══ Text block ══
Re: [PATCH 5/6] Teach "fsck" not to follow subproject links

"Dana How" <danahow@xxxxxxxxx> · Thu, 12 Apr 2007 11:32:57 -0700

On 4/11/07, Linus Torvalds <torvalds@xxxxxxxxxxxxxxxxxxxx> wrote:
On Wed, 11 Apr 2007, David Lang wrote:
> this is why I was suggesting a --multiple-project option to let you tell fsck
> about all of the repositories that it needs to look for refs in.

Well, just from a personal observation:
 - I would *personally* actually refuse to share objects with anybody
   else.

I just find the idea too scary. Somebody doing something bad to their
object store by mistake (running "git prune" without realizing that there
are *my* objects there too, or just deciding that they want to play with
the object directory by hand, or running a new fancy experimental importer
that has a subtle bug wrt object handling or anything like that).

I'll endorse use "alternates" files, but partly because I know the main
project is safe (any alternates usage is in the "satellite" clones anyway,
and they will never write to the alternate object directory), and partly
because at least for the kernel, we don't have branches that get reset in
the main project, so there's no reason to fear that a "git repack -a -d"
will ever screw up any of the satellite repositories even by mistake.

But for git projects, even alternates isn't safe, in case somebody bases
their own work on a version of "pu" that eventually goes away (even with
reflogs, pruning *eventually* takes place).

So I tend to think that alternates and shared object directories are
really for "temporary" stuff, or for *managed* repositories that are at
git *hosting* sites (eg repo.or.cz), and where there is some other safety
involved, ie users don't actually access the object directories directly
in any way.

So I've at least personally come to the conclusion that for a *developer*
(as opposed to a hosting site!), shared object directories just never make
sense. The downsides are just too big. Even alternates is something where
you just need to be fairly careful!

These arguments all seem pretty convincing to me --
maybe the problem is that I'm not a "*developer*" right now.
Instead I'm part of a multi-developer *site*.
Below I talk about a possible way we could use git
without changing it (since I recognize this would be a minority usage pattern).

We use perforce to manage a mixed hardware/software project
(I'm the 55GB check-out guy, remember?).  We have at least 3 different
kinds of data with different usage patterns, and using perforce for
everything in one centralized server was not the best solution.
═══
*Given instruction*
State whether each statement agrees with the mailing-list post, answering yes or no and quoting the deciding words: (a) Linus Torvalds writes that he would refuse to share objects with anybody else; (b) the reply's writer calls using perforce for everything in one centralized server the best solution; (c) the kernel's main project has branches that get reset. Rely solely on the mailing-list post for your answers.
══ Entries supplied ══
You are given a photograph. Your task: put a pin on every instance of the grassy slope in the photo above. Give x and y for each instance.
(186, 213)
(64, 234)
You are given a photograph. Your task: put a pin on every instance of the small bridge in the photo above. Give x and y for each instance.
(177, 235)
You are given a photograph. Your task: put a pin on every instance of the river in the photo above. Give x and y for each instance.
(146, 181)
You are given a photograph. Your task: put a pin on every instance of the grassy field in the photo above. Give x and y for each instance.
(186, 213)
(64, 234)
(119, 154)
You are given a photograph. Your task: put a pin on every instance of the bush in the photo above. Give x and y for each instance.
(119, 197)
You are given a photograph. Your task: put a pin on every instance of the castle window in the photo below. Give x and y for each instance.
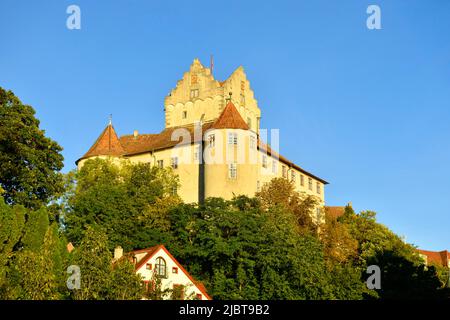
(318, 215)
(232, 170)
(160, 267)
(232, 138)
(196, 153)
(252, 142)
(175, 162)
(212, 140)
(264, 161)
(194, 93)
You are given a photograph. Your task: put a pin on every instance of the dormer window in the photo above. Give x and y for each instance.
(160, 267)
(264, 161)
(211, 140)
(194, 93)
(232, 138)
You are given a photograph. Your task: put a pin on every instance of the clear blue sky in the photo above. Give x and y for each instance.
(367, 110)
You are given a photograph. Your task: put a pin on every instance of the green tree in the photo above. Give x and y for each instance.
(29, 161)
(101, 279)
(118, 199)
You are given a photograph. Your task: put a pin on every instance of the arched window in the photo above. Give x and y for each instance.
(160, 267)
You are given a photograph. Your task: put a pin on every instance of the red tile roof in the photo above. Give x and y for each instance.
(153, 250)
(440, 258)
(107, 144)
(230, 118)
(334, 212)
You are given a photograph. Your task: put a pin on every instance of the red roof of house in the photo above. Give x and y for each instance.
(153, 250)
(230, 118)
(440, 258)
(334, 212)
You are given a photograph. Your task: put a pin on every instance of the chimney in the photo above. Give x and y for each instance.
(118, 253)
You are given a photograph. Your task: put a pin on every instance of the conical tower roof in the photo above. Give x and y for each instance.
(107, 144)
(230, 119)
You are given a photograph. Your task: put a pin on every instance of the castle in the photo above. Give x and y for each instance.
(212, 140)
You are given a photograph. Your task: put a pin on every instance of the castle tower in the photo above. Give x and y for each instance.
(200, 97)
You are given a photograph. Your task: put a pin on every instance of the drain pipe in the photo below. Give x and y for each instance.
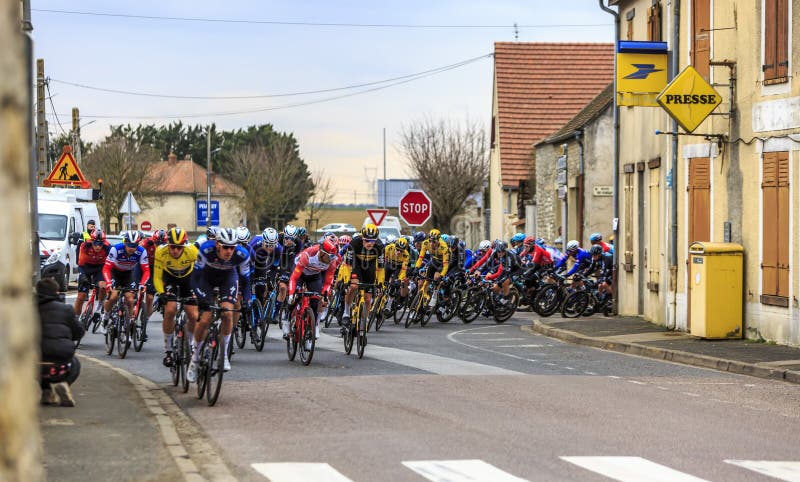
(616, 158)
(673, 174)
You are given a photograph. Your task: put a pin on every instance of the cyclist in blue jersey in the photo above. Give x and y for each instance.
(219, 264)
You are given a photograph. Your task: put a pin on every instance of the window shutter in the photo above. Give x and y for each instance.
(701, 38)
(769, 262)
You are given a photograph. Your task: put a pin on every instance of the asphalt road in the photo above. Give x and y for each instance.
(484, 401)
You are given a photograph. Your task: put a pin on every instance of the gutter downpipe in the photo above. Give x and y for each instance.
(672, 319)
(616, 158)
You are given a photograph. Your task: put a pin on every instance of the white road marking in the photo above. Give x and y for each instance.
(299, 472)
(782, 470)
(422, 361)
(460, 471)
(631, 469)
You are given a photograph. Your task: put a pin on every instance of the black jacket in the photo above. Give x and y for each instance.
(60, 329)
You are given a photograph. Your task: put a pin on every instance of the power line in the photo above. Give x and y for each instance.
(266, 96)
(287, 106)
(311, 24)
(50, 97)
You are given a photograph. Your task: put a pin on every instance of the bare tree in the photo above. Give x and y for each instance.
(449, 161)
(275, 179)
(321, 195)
(122, 165)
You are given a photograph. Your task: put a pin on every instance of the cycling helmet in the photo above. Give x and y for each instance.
(243, 234)
(176, 236)
(269, 237)
(572, 246)
(160, 237)
(132, 237)
(227, 237)
(291, 232)
(369, 232)
(328, 246)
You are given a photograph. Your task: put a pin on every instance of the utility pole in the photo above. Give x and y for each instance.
(41, 125)
(76, 134)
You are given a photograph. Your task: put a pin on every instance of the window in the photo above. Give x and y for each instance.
(775, 238)
(776, 41)
(701, 36)
(654, 33)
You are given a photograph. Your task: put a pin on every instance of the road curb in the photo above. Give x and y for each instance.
(677, 356)
(171, 422)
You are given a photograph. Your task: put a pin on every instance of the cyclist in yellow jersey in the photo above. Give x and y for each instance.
(396, 257)
(439, 258)
(173, 266)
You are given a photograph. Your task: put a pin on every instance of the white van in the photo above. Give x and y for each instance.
(62, 212)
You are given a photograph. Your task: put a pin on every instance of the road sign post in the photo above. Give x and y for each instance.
(415, 207)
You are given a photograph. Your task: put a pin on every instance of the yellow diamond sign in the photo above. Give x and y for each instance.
(689, 99)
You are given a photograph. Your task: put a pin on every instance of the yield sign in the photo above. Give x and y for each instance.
(377, 215)
(66, 172)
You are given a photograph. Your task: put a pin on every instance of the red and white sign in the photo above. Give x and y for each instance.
(415, 207)
(377, 215)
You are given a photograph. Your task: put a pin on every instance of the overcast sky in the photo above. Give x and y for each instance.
(343, 137)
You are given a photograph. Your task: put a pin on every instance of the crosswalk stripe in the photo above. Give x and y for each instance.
(783, 470)
(299, 472)
(460, 471)
(631, 469)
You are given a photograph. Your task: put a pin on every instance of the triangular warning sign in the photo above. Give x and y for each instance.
(377, 215)
(66, 172)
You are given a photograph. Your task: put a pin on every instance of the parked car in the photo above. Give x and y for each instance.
(338, 228)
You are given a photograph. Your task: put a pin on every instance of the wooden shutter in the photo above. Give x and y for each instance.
(701, 36)
(654, 23)
(699, 199)
(654, 221)
(776, 41)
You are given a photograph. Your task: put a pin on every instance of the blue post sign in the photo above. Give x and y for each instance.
(202, 212)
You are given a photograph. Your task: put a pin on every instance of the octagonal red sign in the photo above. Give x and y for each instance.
(415, 207)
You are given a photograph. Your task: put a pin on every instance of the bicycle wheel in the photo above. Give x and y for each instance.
(361, 335)
(574, 304)
(291, 342)
(449, 307)
(124, 333)
(506, 311)
(262, 325)
(547, 300)
(215, 370)
(240, 331)
(309, 337)
(472, 306)
(111, 334)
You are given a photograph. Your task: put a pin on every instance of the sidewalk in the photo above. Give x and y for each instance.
(635, 336)
(109, 435)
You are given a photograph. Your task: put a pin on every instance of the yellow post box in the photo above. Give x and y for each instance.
(715, 280)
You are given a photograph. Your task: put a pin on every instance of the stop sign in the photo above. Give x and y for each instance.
(415, 207)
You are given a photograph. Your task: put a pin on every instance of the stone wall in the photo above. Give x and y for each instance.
(20, 443)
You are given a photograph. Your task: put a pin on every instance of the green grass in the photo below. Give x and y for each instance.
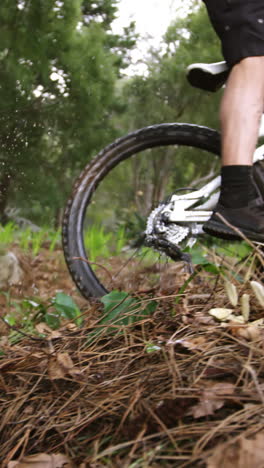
═══
*Written reply*
(a) Yes: "I would *personally* actually refuse to share objects with anybody else."
(b) No: "using perforce for everything in one centralized server was not the best solution."
(c) No: "at least for the kernel, we don't have branches that get reset in the main project"